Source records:
==*==

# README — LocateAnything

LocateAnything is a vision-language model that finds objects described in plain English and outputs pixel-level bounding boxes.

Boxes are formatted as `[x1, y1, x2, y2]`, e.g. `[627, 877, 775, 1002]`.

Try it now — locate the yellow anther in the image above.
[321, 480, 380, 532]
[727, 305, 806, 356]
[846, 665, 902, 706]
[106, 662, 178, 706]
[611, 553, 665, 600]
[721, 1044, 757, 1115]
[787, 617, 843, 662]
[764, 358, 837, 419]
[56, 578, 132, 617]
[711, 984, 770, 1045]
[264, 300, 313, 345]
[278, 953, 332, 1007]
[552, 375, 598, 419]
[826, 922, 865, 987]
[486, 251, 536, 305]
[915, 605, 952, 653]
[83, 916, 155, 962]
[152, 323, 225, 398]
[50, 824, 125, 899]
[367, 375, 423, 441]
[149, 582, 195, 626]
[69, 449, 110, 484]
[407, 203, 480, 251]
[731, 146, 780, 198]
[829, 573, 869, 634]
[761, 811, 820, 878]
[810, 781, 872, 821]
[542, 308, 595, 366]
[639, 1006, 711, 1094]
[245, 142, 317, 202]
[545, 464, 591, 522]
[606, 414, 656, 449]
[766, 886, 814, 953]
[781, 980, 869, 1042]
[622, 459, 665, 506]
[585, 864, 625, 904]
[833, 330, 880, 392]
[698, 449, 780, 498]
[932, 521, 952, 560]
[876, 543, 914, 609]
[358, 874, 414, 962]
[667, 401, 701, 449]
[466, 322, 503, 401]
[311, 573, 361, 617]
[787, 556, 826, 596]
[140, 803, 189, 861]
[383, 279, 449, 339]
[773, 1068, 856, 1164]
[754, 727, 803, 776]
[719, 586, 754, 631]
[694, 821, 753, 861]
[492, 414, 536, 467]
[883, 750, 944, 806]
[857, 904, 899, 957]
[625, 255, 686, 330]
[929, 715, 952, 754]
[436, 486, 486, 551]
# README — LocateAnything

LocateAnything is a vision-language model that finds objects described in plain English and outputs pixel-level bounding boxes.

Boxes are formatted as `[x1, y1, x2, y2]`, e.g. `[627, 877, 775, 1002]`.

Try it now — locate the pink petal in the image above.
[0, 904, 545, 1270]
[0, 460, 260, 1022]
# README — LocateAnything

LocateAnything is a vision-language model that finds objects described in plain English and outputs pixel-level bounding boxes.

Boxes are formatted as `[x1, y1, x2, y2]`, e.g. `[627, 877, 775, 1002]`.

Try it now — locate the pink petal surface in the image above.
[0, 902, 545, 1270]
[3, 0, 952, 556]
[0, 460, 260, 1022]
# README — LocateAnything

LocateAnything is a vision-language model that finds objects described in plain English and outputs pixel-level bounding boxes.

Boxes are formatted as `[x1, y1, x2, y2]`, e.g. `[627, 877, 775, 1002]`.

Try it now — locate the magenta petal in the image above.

==*==

Locate every line in the records above that contains the word "petal" and copy each one out in full. Case counts.

■ **FINISHED TASK**
Try it now — locate the pink petal in the image above.
Try it now — locate the pink petal surface in the image above.
Try it now — locate the magenta petal in the image above.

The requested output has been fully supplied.